§ Exercise details
Write the material out again, line by line, exactly as it is.

§ Material for the task
********

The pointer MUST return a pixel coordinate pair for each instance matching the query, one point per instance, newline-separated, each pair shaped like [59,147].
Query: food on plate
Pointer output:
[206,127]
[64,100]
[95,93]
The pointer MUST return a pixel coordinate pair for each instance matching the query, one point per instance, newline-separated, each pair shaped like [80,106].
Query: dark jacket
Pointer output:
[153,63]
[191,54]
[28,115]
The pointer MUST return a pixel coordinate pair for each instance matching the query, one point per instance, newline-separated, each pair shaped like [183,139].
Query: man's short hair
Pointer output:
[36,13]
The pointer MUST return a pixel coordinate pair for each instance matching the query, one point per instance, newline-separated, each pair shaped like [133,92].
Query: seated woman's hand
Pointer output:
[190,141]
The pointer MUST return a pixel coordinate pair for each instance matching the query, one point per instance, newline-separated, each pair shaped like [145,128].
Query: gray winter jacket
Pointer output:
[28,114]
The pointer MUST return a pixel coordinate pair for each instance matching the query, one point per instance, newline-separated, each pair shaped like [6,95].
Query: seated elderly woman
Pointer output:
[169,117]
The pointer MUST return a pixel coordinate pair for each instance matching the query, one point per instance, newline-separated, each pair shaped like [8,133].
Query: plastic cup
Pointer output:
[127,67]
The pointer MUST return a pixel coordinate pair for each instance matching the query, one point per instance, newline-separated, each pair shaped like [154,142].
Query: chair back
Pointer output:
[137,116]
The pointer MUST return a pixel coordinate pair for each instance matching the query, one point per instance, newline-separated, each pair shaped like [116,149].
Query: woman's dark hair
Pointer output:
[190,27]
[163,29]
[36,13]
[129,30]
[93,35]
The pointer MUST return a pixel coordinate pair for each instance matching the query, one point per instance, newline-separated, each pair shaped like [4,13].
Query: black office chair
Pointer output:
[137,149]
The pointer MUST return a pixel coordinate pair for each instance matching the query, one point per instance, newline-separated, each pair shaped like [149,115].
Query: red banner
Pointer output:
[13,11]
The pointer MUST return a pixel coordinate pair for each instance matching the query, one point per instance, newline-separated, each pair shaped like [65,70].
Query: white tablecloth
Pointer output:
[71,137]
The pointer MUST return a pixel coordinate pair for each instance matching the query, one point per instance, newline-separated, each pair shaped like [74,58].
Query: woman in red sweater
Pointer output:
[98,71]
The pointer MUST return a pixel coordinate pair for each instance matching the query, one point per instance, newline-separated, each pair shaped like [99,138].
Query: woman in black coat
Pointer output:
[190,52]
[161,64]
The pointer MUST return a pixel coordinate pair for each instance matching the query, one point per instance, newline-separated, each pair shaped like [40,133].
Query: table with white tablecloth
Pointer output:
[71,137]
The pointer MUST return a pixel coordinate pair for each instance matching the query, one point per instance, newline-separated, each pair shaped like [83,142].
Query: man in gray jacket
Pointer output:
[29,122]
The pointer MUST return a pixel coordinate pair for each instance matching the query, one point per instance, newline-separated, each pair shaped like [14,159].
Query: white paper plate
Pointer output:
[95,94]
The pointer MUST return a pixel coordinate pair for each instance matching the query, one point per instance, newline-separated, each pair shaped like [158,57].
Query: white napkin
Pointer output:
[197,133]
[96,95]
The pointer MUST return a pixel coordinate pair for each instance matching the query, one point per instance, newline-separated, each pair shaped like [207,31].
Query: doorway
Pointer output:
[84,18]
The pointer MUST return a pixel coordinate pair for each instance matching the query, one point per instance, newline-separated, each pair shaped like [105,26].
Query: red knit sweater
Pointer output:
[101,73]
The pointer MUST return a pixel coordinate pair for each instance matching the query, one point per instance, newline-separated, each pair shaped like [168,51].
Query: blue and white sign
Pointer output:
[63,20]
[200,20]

********

§ Task solution
The pointer MUST return a pixel coordinate pair for each instance matching the query, one point per instance, newline-separated, each pair shaped like [59,147].
Query: food on plate
Pointer output:
[206,127]
[64,100]
[95,93]
The pointer MUST return a pixel coordinate pair for each instance matching the query, one point per instance, newline-separated, each pair shaped like [80,106].
Query: dark jacket
Pointer output:
[153,63]
[191,54]
[28,115]
The pointer MUST return a pixel coordinate pair for each instance matching the query, one point per instance, newline-separated, each pair shaped like [183,139].
Query: man's short hair
Pointer output:
[36,13]
The pointer MUST return a pixel coordinate pair for each instance matching the query, one point per instance, newline-separated, each pair shaped like [133,92].
Query: seated woman's hand
Pointer output:
[190,141]
The pointer MUST return a pixel coordinate pair for each instance matching the query, one point per instance, newline-separated, each pair shaped like [145,128].
Query: gray winter jacket
Pointer output:
[28,114]
The pointer MUST return a pixel coordinate pair for each instance matching the query, one point per instance, newline-separated, each pair shaped like [6,95].
Query: seated elderly woman
Pointer output:
[169,117]
The pointer MUST return a pixel coordinate pair for each instance matching the query, one point per instance, newline-separated, each pair shaped like [8,133].
Query: plastic cup
Pointer output:
[127,67]
The pointer MUST return a pixel coordinate pair for each instance matching the query, one point per instance, newline-separated, each pair shaped like [154,142].
Query: chair back
Pointer output:
[137,116]
The pointer MUST return a pixel coordinate pair for each instance matching the query, one point per instance, newline-separated, each pair shaped like [116,149].
Query: woman's dark hair
Pointer output:
[190,27]
[163,29]
[36,13]
[129,30]
[93,35]
The pointer MUST return a pixel coordinate pair for each instance matching the query, one point per instance, newline-separated, each pair shaped like [4,13].
Query: black office chair
Pointer output:
[137,149]
The pointer MUST return a pixel coordinate pair for each instance matching the query, one point per instance, newline-separated, each pair shaped like [149,115].
Query: red banner
Pointer output:
[13,11]
The pointer MUST return a pixel coordinate pair for each instance matching the query, one point per instance, newline-separated, each pair shaped like [65,70].
Query: white tablecloth
Pointer output:
[71,137]
The pointer MUST return a pixel coordinate pair for each instance matching the query, one point per instance, newline-separated, each pair shaped like [74,58].
Query: woman in red sweater
Pointer output:
[98,71]
The pointer MUST return a pixel coordinate pair for each instance matching the query, one point per instance, newline-separated, each pair shaped like [99,138].
Query: woman in black coat
Pointer output:
[190,52]
[161,64]
The pointer MUST return a pixel coordinate pair for each instance matching the query, one point per instance, newline-separated, each pair shaped like [40,133].
Query: table with white tablecloth
Pointer output:
[71,137]
The pointer MUST return a pixel coordinate pair for each instance matching the query, one point per instance, newline-separated, each pair shaped like [83,142].
Query: man in gray jacket
Pointer output:
[29,122]
The pointer MUST return a pixel coordinate pair for each instance matching the query, one point per instance, newline-separated, each pair shaped like [14,159].
Query: white paper plate
Pointer output:
[95,94]
The pointer MUST return a pixel coordinate pair for each instance matching the query, one point per instance, newline-separated, each pair shaped like [158,57].
Query: white napkin
Pointer output:
[197,133]
[96,95]
The pointer MUST return a pixel coordinate pair for each instance matching the query, one point per instance, newline-separated, each pair shaped like [207,31].
Query: doorway
Pointer output:
[84,18]
The pointer MUST return a pixel coordinate pair for each instance matching the query, one point per instance, newline-separated, each pair shaped like [105,26].
Query: red knit sweater
Pointer output:
[101,73]
The pointer MUST return a pixel coordinate pair for each instance matching the query, one point per instance, newline-separated, each pair shaped like [168,51].
Query: blue and white sign
Pointer output:
[63,20]
[200,20]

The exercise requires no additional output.